### EXERCISE REQUIREMENTS
Rewrite all of the material below as a numbered list, omitting any blank lines.

[Labeled-object pointing entries]
━━━━━━━━━━━━━━━━━━━━━━━━━━━━━━

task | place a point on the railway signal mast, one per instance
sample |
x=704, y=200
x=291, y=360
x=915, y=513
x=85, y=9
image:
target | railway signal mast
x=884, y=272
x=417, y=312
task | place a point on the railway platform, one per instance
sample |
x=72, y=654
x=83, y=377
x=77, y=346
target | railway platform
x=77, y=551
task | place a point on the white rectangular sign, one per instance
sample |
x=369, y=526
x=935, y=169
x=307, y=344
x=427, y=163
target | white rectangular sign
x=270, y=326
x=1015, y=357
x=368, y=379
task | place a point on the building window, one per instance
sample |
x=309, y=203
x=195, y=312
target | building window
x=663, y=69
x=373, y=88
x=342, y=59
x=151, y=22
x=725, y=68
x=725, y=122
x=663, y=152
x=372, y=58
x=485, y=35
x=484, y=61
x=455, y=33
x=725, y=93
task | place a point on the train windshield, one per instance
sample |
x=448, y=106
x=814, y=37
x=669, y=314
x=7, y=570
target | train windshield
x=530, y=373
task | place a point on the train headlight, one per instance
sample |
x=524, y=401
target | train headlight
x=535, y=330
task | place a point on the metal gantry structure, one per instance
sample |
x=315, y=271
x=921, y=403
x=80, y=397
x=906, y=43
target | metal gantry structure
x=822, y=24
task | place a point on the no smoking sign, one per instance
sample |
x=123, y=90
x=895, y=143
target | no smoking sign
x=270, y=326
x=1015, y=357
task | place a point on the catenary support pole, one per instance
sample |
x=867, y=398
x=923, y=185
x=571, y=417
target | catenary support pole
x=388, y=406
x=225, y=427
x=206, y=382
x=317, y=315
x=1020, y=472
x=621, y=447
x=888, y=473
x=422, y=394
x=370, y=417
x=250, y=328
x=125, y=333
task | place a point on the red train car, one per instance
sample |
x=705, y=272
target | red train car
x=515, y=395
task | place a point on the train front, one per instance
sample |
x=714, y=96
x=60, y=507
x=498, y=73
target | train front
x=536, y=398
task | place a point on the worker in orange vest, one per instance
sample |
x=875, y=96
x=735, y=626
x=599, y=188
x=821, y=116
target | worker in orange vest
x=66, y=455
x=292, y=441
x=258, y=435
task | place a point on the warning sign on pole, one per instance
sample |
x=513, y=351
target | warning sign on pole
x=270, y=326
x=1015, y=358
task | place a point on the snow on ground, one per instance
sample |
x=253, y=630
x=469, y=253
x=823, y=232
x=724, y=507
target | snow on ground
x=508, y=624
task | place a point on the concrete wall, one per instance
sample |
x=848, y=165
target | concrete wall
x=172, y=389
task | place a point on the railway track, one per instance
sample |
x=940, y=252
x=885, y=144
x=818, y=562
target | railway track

━━━━━━━━━━━━━━━━━━━━━━━━━━━━━━

### ANSWER TO THIS PROBLEM
1. task | place a point on the railway signal mast, one per instance
2. sample |
3. x=704, y=200
4. x=291, y=360
5. x=915, y=513
6. x=85, y=9
7. image:
8. target | railway signal mast
9. x=884, y=272
10. x=417, y=312
11. task | place a point on the railway platform, one per instance
12. sample |
13. x=72, y=654
14. x=83, y=377
15. x=77, y=346
16. target | railway platform
17. x=77, y=551
18. task | place a point on the white rectangular sign, one per instance
19. sample |
20. x=369, y=526
21. x=935, y=169
22. x=307, y=344
23. x=427, y=163
24. target | white rectangular sign
25. x=270, y=326
26. x=1015, y=357
27. x=368, y=379
28. task | place a point on the building window, one per instance
29. sample |
30. x=309, y=203
31. x=195, y=312
32. target | building window
33. x=663, y=69
34. x=373, y=88
35. x=342, y=59
36. x=151, y=22
37. x=725, y=68
38. x=725, y=122
39. x=663, y=152
40. x=372, y=58
41. x=485, y=35
42. x=484, y=61
43. x=455, y=33
44. x=725, y=93
45. task | place a point on the train windshield, one per instance
46. sample |
47. x=448, y=106
48. x=814, y=37
49. x=669, y=314
50. x=7, y=570
51. target | train windshield
52. x=530, y=373
53. task | place a point on the train headlight, one per instance
54. sample |
55. x=524, y=401
56. target | train headlight
57. x=535, y=330
58. task | place a point on the metal gantry structure, one per instance
59. sample |
60. x=315, y=271
61. x=921, y=403
62. x=80, y=397
63. x=906, y=43
64. target | metal gantry structure
65. x=822, y=24
66. task | place a point on the no smoking sign, one per instance
67. sample |
68. x=123, y=90
69. x=895, y=143
70. target | no smoking sign
71. x=270, y=326
72. x=1015, y=357
73. task | place a point on the catenary support pole, one per instance
74. sample |
75. x=867, y=398
76. x=923, y=185
77. x=571, y=417
78. target | catenary support pole
79. x=388, y=406
80. x=225, y=427
81. x=206, y=382
82. x=317, y=315
83. x=1020, y=472
84. x=621, y=447
85. x=888, y=473
86. x=422, y=394
87. x=370, y=417
88. x=250, y=328
89. x=125, y=333
90. task | place a point on the red train car, one per instance
91. sample |
92. x=705, y=272
93. target | red train car
94. x=515, y=395
95. task | place a point on the train front, one per instance
96. sample |
97. x=714, y=96
98. x=60, y=507
99. x=498, y=73
100. target | train front
101. x=536, y=398
102. task | place a point on the worker in orange vest, one per instance
103. sample |
104. x=875, y=96
105. x=735, y=626
106. x=599, y=188
107. x=821, y=116
108. target | worker in orange vest
109. x=66, y=455
110. x=292, y=441
111. x=258, y=435
112. task | place a point on the warning sign on pole, one per instance
113. sample |
114. x=513, y=351
115. target | warning sign on pole
116. x=270, y=326
117. x=1015, y=358
118. task | place a point on the snow on ground, one per instance
119. sample |
120. x=253, y=630
121. x=469, y=253
122. x=823, y=232
123. x=724, y=507
124. target | snow on ground
125. x=508, y=624
126. task | place a point on the concrete wall, one per instance
127. sample |
128. x=848, y=165
129. target | concrete wall
130. x=172, y=389
131. task | place a point on the railway track, one per instance
132. sample |
133. x=940, y=252
134. x=885, y=144
135. x=818, y=562
136. target | railway track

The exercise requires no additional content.